[Excerpts of labeled region data]
##########
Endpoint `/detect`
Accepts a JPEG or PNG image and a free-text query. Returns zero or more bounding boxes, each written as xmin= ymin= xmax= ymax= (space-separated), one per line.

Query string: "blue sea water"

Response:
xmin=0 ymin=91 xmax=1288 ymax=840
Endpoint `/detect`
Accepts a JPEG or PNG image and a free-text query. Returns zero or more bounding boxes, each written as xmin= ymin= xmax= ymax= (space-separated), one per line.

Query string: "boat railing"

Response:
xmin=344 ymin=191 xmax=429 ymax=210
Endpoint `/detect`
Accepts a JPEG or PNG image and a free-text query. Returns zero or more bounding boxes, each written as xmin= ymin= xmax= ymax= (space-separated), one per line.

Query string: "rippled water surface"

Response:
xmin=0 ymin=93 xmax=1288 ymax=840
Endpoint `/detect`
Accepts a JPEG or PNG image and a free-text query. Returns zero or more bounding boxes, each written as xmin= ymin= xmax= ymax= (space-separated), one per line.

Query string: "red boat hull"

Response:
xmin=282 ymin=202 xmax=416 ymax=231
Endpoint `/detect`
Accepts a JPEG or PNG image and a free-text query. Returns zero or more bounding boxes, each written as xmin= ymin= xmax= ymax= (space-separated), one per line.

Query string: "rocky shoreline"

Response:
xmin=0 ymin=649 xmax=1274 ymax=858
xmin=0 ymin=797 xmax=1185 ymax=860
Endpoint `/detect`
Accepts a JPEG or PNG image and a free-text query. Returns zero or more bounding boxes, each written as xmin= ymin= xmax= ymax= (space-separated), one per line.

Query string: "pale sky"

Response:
##########
Description of the task:
Return all of the entries exactly as written.

Finished exercise:
Endpoint `/detect`
Accepts a JPEG or PNG image and a free-text query. Returns zero or more bounding boxes, each written as xmin= ymin= xmax= ymax= (space-separated), one per line.

Query string: "blue sea water"

Response:
xmin=0 ymin=91 xmax=1288 ymax=840
Endpoint `/detect`
Accepts a JPEG or PNG image and a free-text query. Returns zero or more bounding boxes, each written as xmin= ymin= xmax= ymax= (space-separated), one per line.

Query string: "boat railing"

Response:
xmin=344 ymin=191 xmax=429 ymax=210
Endpoint `/detect`
Accepts a JPEG or PNG image and a free-text query. Returns zero or more bounding boxes, each written as xmin= ymin= xmax= ymax= (space-separated), one per line.

Query string: "rippled water surface"

Response:
xmin=0 ymin=93 xmax=1288 ymax=840
Endpoint `/detect`
Accepts a JPEG or PNG image and a free-text query. Returns zero or more bounding boxes, each written as xmin= ymin= xmax= ymax= (space-separated), one per line.

Query string: "red boat hull"

Response:
xmin=282 ymin=202 xmax=416 ymax=231
Endpoint `/detect`
Accepts a JPEG or PNG image and a free-text query. Returns zero or more bounding boxes, each written as xmin= ymin= xmax= ymax= (space-separated), one per line.

Query string: "rocky shoreline"

Response:
xmin=0 ymin=649 xmax=1274 ymax=858
xmin=0 ymin=797 xmax=1185 ymax=860
Endpoint `/detect`
Accepts a JPEG or PNG image and a free-text query. Returns zero or more bounding boxes, each written as xmin= ymin= xmax= ymax= (space-separated), one per line.

Query string: "pale sky"

Response:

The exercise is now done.